Required work: Reproduce word for word the lines of the data below, from the line containing "Where can the pine tree branch" through the final line, both included.

═══ Records shown ═══

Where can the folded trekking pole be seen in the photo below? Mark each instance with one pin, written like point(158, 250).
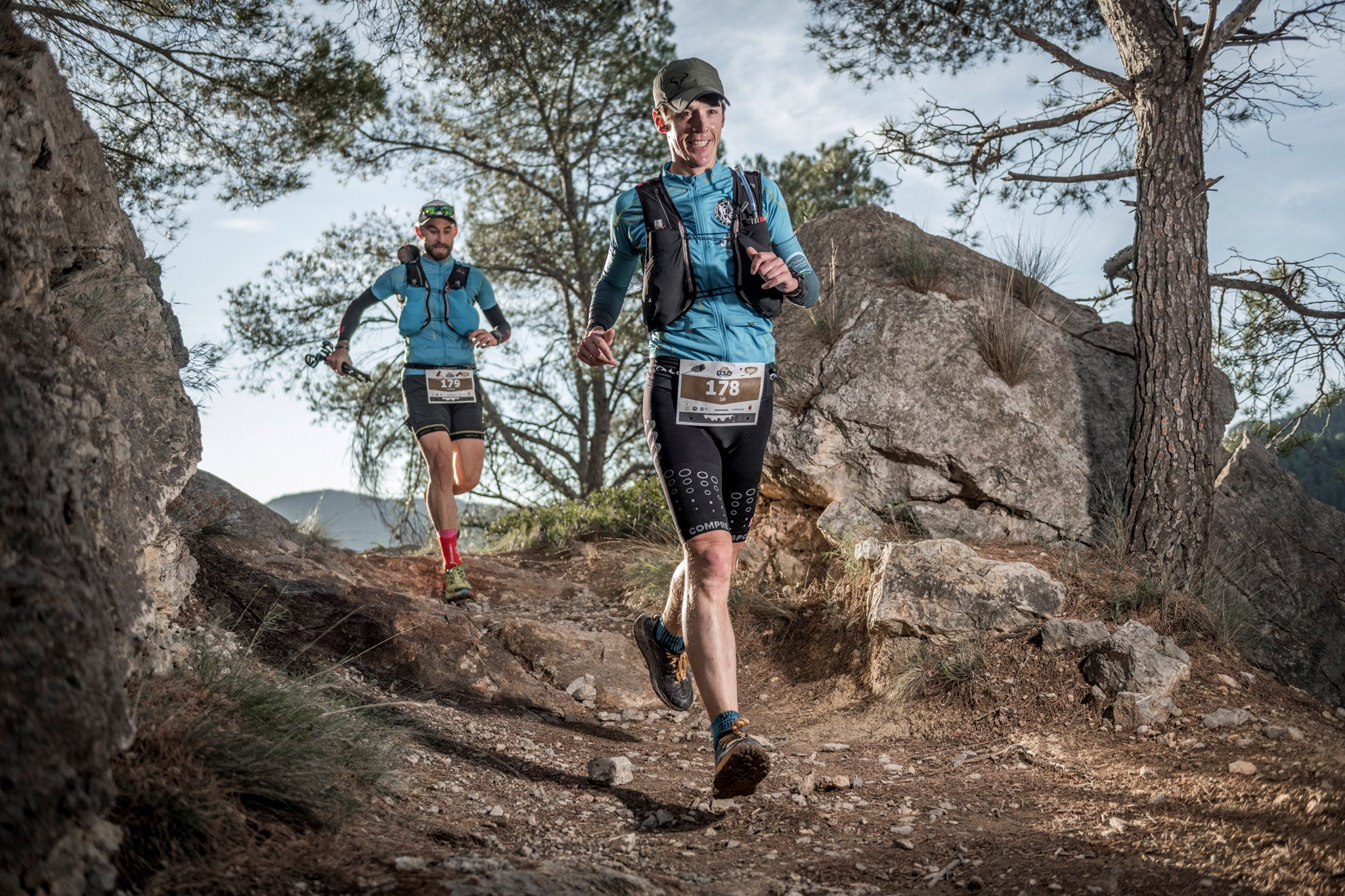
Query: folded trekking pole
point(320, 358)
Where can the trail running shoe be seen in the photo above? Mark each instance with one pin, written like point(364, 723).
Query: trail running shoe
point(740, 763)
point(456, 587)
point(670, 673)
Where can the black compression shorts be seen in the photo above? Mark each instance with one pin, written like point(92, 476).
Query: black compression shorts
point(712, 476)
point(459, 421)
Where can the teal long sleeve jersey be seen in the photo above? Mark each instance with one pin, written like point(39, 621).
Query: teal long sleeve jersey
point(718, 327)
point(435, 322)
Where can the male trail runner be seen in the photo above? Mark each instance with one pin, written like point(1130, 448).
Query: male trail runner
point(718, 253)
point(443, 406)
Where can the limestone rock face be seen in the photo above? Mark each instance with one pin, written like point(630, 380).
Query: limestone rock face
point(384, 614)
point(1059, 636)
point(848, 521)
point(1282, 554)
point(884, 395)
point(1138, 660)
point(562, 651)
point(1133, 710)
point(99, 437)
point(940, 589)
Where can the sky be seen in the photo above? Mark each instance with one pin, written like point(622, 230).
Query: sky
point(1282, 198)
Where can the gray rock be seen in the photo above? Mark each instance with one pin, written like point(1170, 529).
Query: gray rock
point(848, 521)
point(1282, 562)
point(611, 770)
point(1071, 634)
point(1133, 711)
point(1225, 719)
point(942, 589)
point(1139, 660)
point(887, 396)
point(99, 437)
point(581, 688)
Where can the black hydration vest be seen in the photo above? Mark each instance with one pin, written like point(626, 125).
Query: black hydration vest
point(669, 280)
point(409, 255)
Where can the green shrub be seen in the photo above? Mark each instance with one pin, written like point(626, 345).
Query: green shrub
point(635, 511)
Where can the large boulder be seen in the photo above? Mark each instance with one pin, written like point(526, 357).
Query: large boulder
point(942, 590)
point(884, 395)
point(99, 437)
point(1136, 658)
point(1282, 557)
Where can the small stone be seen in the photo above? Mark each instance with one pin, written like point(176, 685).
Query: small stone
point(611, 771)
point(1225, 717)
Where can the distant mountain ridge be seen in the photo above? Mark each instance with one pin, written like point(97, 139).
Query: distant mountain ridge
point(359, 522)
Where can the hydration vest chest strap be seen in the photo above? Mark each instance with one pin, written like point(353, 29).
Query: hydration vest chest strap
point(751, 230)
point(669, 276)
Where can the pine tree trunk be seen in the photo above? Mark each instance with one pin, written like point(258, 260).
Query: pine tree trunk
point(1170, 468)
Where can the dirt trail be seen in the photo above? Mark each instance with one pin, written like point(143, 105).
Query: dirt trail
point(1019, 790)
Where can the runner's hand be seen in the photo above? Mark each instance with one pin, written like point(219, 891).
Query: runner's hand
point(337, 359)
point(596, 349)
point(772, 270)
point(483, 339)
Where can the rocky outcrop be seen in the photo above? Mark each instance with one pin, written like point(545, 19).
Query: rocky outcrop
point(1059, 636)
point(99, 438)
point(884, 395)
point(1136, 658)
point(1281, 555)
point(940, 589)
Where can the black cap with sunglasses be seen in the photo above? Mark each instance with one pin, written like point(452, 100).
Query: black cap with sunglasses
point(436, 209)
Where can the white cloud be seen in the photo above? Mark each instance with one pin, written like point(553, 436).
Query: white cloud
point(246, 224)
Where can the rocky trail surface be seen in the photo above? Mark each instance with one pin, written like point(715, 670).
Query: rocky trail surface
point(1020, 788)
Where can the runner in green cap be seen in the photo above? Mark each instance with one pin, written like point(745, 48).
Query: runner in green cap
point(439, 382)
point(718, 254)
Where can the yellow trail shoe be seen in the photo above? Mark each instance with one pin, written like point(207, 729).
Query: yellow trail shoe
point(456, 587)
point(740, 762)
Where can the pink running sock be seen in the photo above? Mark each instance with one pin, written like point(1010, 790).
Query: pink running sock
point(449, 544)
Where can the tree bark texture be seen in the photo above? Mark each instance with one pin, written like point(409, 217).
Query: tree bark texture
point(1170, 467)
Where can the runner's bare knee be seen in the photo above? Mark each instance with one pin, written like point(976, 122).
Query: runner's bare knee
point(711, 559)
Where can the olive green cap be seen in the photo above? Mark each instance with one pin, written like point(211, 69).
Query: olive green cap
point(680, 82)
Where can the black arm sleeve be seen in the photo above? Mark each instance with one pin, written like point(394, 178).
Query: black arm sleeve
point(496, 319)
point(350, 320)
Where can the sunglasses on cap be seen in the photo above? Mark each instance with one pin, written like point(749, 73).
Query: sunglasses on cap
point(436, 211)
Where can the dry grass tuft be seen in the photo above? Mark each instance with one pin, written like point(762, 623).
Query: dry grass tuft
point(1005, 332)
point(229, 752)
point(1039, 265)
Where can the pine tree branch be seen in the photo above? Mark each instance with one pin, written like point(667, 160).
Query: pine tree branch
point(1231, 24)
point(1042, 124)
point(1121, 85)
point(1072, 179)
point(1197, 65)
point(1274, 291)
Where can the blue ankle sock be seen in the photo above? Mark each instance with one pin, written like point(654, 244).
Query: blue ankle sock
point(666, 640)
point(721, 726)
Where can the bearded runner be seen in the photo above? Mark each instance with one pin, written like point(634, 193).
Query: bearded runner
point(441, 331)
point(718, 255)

═══

Solution:
Where can the pine tree branch be seen in the photo above? Mark each instance with one pin, written like point(667, 160).
Query: pine tree branch
point(1231, 24)
point(1042, 124)
point(1121, 85)
point(1072, 179)
point(1197, 65)
point(1274, 291)
Where can the blue ankle sock be seen in the photo above? Mark each instance with one pin, written like point(654, 244).
Query: blue ankle sock
point(666, 640)
point(721, 726)
Where can the bearded runner be seen in the photo above? Mark each instance with one pin, written like point(634, 193).
Query: bearded runner
point(441, 331)
point(718, 255)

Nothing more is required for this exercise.